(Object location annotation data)
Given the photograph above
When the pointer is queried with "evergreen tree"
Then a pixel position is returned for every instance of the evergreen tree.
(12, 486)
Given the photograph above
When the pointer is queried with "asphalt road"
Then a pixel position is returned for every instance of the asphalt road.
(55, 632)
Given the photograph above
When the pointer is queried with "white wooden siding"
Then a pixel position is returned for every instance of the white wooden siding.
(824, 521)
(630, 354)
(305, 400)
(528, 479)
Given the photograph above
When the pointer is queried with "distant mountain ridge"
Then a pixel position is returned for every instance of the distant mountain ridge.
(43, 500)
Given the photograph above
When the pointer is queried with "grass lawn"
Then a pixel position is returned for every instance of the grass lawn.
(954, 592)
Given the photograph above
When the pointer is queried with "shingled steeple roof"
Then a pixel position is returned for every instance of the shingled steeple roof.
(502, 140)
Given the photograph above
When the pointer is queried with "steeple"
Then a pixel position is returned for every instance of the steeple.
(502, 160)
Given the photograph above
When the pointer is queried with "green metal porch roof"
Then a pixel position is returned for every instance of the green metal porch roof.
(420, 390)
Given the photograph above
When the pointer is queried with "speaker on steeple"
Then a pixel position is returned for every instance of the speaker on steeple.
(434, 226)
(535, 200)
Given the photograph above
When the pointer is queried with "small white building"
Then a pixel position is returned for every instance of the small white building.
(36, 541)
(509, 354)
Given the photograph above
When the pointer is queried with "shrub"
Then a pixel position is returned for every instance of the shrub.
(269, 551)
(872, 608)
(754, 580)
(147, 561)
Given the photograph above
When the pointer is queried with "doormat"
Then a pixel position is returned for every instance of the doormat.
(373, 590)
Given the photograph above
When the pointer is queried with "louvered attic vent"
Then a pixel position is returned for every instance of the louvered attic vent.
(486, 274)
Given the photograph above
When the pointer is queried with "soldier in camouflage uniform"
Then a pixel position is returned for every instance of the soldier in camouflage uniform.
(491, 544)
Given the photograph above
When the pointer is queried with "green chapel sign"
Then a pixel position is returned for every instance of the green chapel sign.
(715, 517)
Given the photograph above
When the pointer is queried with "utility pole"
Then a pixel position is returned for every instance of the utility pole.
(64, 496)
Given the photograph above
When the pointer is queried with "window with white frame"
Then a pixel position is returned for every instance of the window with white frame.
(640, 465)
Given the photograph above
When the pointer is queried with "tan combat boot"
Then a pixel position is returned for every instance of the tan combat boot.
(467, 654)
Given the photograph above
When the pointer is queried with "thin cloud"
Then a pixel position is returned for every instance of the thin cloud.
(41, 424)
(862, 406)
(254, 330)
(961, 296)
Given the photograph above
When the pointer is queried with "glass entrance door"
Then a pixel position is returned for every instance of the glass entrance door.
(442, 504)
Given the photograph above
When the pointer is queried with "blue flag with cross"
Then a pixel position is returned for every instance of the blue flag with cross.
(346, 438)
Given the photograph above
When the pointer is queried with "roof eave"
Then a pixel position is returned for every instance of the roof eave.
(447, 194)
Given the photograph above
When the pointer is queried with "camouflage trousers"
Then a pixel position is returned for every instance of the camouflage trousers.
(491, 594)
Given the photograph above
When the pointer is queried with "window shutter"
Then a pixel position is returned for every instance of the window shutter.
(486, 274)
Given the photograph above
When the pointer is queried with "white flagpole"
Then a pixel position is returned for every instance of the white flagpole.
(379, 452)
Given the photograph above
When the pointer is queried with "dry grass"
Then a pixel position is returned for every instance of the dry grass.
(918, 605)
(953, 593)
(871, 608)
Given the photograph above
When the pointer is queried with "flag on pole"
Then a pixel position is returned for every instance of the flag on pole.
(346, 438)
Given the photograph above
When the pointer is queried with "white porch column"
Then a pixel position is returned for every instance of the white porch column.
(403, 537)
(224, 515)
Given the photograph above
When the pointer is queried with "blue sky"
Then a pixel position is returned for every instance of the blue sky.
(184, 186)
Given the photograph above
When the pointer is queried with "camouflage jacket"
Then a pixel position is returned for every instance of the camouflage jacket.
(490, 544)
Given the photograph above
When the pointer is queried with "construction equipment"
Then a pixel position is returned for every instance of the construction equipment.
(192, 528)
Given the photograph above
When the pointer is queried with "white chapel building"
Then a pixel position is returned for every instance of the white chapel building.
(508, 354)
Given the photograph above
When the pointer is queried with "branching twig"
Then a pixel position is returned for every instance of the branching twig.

**TASK TO CARRY OUT**
Above are the records; retype them all without a single difference.

**EXPECTED ANSWER**
Given the photograph above
When the pointer is queried with "evergreen tree"
Then a pixel position is returned for every instance of the evergreen tree.
(12, 486)
Given the photograph above
When the pointer is queried with "asphalt road"
Then a pixel position is returned for every instance of the asphalt road.
(55, 632)
Given the photograph above
When the pointer is queried with "white wooden siding"
Then a pixel position is returned for every instance of the white wooden siding.
(824, 521)
(630, 354)
(305, 400)
(528, 479)
Given the photograph above
When the pointer is queried with "distant mountain ridge"
Then a pixel position is returned for every instance of the distant mountain ridge.
(43, 500)
Given the photograph above
When the pointer is queried with "grass lawn"
Then a pixel position is returned for every instance of the grass lawn.
(954, 592)
Given the photograph above
When the pointer is queried with "shingled steeple roof"
Then a pixel position is returned for every instance of the shingled steeple roof.
(502, 140)
Given the photograph above
When the pointer is queried with "steeple"
Then a pixel position is returned for every instance of the steeple.
(502, 160)
Given the photograph above
When the pointer is queried with "green metal porch roof"
Then a pixel position is returned for every instance of the green metal porch roof.
(420, 390)
Given the photograph above
When the pointer is queried with "speaker on steeple"
Then a pixel position is returned for every instance of the speaker on steeple.
(434, 226)
(535, 200)
Given the photograph above
When the pointer is queried with "small white building"
Then a pixel position is returned for every instance of the small white building.
(36, 541)
(509, 354)
Given the photograph above
When the pointer is queried with "shrub"
Then a pixel position is returned for every instance of the shrub.
(269, 551)
(872, 608)
(754, 580)
(147, 561)
Given the photograph above
When the pointer is queried with "doormat"
Then a pixel position is returned for every instance of the doormat.
(373, 590)
Given the photograph above
When the pointer is queried with "louvered attic vent"
Then a pixel position is returned for every instance of the louvered attic vent.
(486, 274)
Given the photograph above
When the pointer is queried with "soldier in camouflage uniform"
Then a pixel position is returned for every instance of the soldier in camouflage uniform.
(491, 544)
Given the photograph above
When the pointer is queried with "green chapel sign"
Then a pixel position is returned for every instance of the green chapel sign.
(715, 517)
Given the photograph above
When the pointer is queried with "utility pole"
Then a pixel position is returned for every instance of the utility pole.
(64, 496)
Given the photograph above
When the pointer is queried with "window with white frame"
Then a pixel position is returned for every instance of the window with white frame.
(640, 465)
Given the photograph above
When the pointer is queried with "tan combat boot"
Then a pixel position is returned for every instance of the tan combat boot.
(467, 654)
Given the photograph above
When the pointer is queried with "thin cloud"
Then a pixel position is returned for every instance of the thin cloud.
(41, 424)
(862, 406)
(254, 330)
(961, 296)
Given the photograph above
When the pointer is queried with "glass entrance door"
Then a pixel position is returned for every instance of the glass entrance door.
(442, 504)
Given the photograph above
When the pointer is queried with "blue flag with cross"
Then a pixel position is returned for every instance of the blue flag with cross.
(346, 438)
Given the photograph above
When the pointer is queried with "roof eave"
Then a pixel position is returned for every instance of the roof eave.
(447, 194)
Given the photograph above
When the pointer is queried with "camouflage trousers"
Then a pixel position is returned for every instance of the camouflage trousers.
(491, 594)
Given the photograph above
When the pointer is queried with "window shutter"
Then a pixel position is returned for every instance of the window shutter.
(486, 274)
Given the photograph above
When the pointer is queried with "white flagpole"
Then a pixel position is returned for every instance of the white flagpole.
(379, 452)
Given the photograph above
When the pointer is queried with "dry grass"
Then a pixel position is returned for every instance of the dry grass.
(918, 605)
(953, 593)
(871, 608)
Given the photograph above
When the pointer is queried with "flag on pole"
Then a pixel position is returned for every instance of the flag on pole.
(346, 438)
Given the photograph above
When the pointer is queried with "white porch column"
Then a pixel position is returned for every instance of the white porch column.
(403, 537)
(224, 515)
Given the photograph above
When the pointer is queried with "blue sky"
Then a pixel position is returned for every instance of the blue sky.
(184, 186)
Given the photograph above
When the pointer is queried with "camouflage jacket"
Then a pixel position is returned for every instance of the camouflage jacket.
(490, 544)
Given the photograph above
When the pointer is queried with "construction equipment"
Then a pixel position is returned for every instance of the construction equipment.
(192, 528)
Given the photograph above
When the pointer is queried with "white chapel building"
Then a pixel position is returned for every instance of the white chapel building.
(508, 354)
Given the photograph above
When the pointer is queried with "branching twig"
Then a pixel position is returned for every instance of the branching twig.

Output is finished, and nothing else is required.